* **AIM OF THE EXERCISE**: Can you reproduce all of the records below with "standard format" substituted for "house style" and nothing else changed, leaving the pictures out of your answer?

--- Begin DATASET EXCERPTS ---

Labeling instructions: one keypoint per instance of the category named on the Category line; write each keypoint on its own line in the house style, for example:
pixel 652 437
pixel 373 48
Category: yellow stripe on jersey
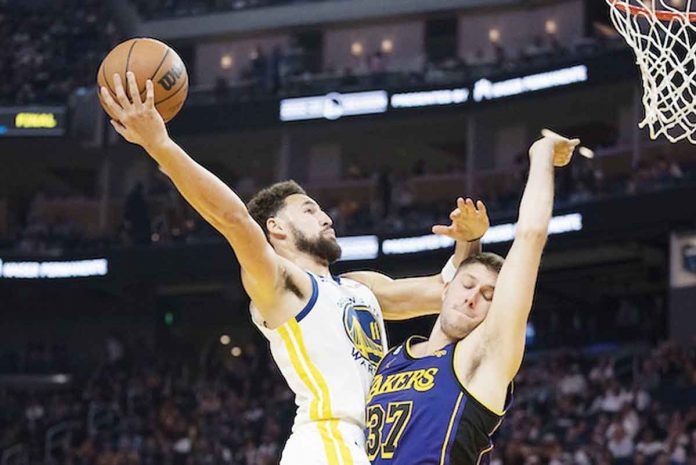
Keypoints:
pixel 449 429
pixel 297 365
pixel 327 412
pixel 328 442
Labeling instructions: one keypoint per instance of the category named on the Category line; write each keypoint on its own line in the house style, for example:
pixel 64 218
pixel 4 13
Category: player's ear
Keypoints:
pixel 444 292
pixel 275 227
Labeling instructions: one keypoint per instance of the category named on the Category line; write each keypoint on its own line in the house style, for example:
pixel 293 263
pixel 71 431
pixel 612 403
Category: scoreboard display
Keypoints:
pixel 32 121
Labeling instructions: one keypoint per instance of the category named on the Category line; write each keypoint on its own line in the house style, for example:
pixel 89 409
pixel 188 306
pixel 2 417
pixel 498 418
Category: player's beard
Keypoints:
pixel 325 250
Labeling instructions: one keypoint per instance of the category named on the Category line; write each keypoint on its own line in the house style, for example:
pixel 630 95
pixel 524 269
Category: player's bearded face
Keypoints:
pixel 321 247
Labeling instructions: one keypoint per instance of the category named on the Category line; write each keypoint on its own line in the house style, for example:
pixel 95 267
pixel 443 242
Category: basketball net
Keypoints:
pixel 663 38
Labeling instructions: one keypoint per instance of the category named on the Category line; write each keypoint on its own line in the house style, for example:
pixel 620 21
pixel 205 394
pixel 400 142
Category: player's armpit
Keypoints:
pixel 405 298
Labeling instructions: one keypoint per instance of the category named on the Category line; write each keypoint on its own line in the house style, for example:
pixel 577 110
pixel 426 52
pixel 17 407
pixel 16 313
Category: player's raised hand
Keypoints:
pixel 138 122
pixel 554 146
pixel 469 221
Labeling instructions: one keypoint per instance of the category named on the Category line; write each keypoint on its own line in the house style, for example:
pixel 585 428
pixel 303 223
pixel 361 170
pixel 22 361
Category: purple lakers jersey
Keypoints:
pixel 418 413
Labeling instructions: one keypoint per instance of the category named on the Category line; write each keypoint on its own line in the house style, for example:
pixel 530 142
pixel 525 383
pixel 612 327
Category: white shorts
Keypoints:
pixel 330 442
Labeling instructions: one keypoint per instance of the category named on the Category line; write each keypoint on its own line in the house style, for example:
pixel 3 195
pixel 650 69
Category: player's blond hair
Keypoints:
pixel 493 262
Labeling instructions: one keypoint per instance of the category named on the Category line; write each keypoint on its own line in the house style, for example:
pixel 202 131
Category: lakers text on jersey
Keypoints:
pixel 418 413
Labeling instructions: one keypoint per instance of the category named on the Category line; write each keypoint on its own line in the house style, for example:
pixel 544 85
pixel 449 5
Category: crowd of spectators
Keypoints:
pixel 297 70
pixel 49 49
pixel 158 215
pixel 570 408
pixel 396 207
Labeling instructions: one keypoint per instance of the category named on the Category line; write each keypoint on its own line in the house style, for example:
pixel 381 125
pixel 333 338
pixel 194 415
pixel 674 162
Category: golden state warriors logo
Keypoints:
pixel 364 331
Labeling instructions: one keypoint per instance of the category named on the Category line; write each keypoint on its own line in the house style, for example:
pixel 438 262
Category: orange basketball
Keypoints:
pixel 147 59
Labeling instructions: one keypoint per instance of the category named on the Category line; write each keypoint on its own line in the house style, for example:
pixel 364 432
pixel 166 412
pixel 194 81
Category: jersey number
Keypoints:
pixel 397 415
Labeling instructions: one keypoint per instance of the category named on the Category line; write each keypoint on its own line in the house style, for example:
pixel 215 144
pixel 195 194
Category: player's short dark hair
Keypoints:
pixel 267 202
pixel 493 262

--- End DATASET EXCERPTS ---

* **TASK OUTPUT**:
Labeling instructions: one keypoint per instance of the category named on the Category line; write each keypoint on its own line in the standard format, for example:
pixel 652 437
pixel 373 48
Category: yellow stripe on jersey
Keypoints:
pixel 449 429
pixel 297 365
pixel 327 412
pixel 328 442
Labeling instructions: one keypoint per instance of the category named on the Category line; write each keypoint on its own line in the standard format, for example:
pixel 64 218
pixel 4 13
Category: player's ear
Keypoints:
pixel 444 292
pixel 275 227
Labeling instructions: one keypoint per instance of the category named on the Category line; write each keypoint on its own line in the standard format, for example:
pixel 293 263
pixel 71 431
pixel 612 403
Category: scoreboard display
Keypoints:
pixel 32 121
Labeling instructions: one keypoint per instance of the category named on the Category line; write each keypoint on its own line in the standard format, for example:
pixel 89 409
pixel 188 306
pixel 2 417
pixel 498 418
Category: player's beard
Keypoints:
pixel 325 250
Labeling instructions: one keypoint per instance of the category named on the Category line; write each keypoint on its own line in the standard format, for example:
pixel 630 95
pixel 524 269
Category: player's bearded face
Keypoints:
pixel 321 247
Labeling instructions: one keypoint per instance of the category named on the Category line; write each keypoint on its own line in the standard format, for example:
pixel 95 267
pixel 443 242
Category: basketball net
Keypoints:
pixel 663 38
Labeling instructions: one keypoint per instance of the category named on the Category line; write each keypoint on its own line in the standard format, for example:
pixel 620 21
pixel 205 394
pixel 400 142
Category: player's armpit
Keypoints:
pixel 405 298
Labeling instructions: one keypoint per instance of the category named on the Category line; write each keypoint on its own line in the standard format, for example:
pixel 577 110
pixel 426 52
pixel 17 407
pixel 16 313
Category: player's raised hand
Keypoints:
pixel 138 122
pixel 554 146
pixel 469 221
Labeling instructions: one keypoint per instance of the category named on the Category line; write each keypoint on its own line in the standard format, for example:
pixel 585 428
pixel 303 223
pixel 361 170
pixel 22 361
Category: purple lakers jersey
Keypoints:
pixel 418 413
Labeling instructions: one keypoint per instance of the category named on the Category line; write each keypoint on its own line in the standard format, for example:
pixel 530 142
pixel 525 383
pixel 612 327
Category: white shorts
Keypoints:
pixel 330 442
Labeling instructions: one keypoint per instance of the category named on the Category line; write each keypoint on its own line in the standard format, for example:
pixel 3 195
pixel 650 69
Category: player's blond hair
Keypoints:
pixel 493 262
Labeling instructions: one keypoint per instance of the category named on the Category line; write each keypoint on its own line in the standard format, for example:
pixel 202 131
Category: lakers text on jersey
Keypoints:
pixel 418 413
Labeling instructions: one keypoint per instance of the category named on the Category line; write each keypoint on its own line in the standard format, for example:
pixel 544 85
pixel 449 5
Category: crowd of spectators
Keypoints:
pixel 297 70
pixel 49 49
pixel 158 215
pixel 570 408
pixel 396 207
Labeling instructions: one keypoint per instance of the category named on the Category line; write each keypoint on its own line in the standard format, for example:
pixel 381 125
pixel 333 338
pixel 194 415
pixel 674 162
Category: golden state warriors logo
Keypoints:
pixel 364 331
Labeling instructions: one keypoint per instance of the category named on the Category line; write each keypoint on its own line in the standard format, for example:
pixel 438 262
Category: orange basketball
Keypoints:
pixel 147 59
Labeling instructions: one keypoint per instance of the category named on the Category line; write each keypoint on its own line in the standard format, for example:
pixel 364 432
pixel 166 412
pixel 194 81
Category: jersey number
Keypoints:
pixel 397 415
Labeling instructions: one keypoint per instance of the category named on the Category line; write each keypoint on its own line in the standard format, for example:
pixel 215 144
pixel 195 194
Category: player's short dark hair
Keypoints:
pixel 267 202
pixel 493 262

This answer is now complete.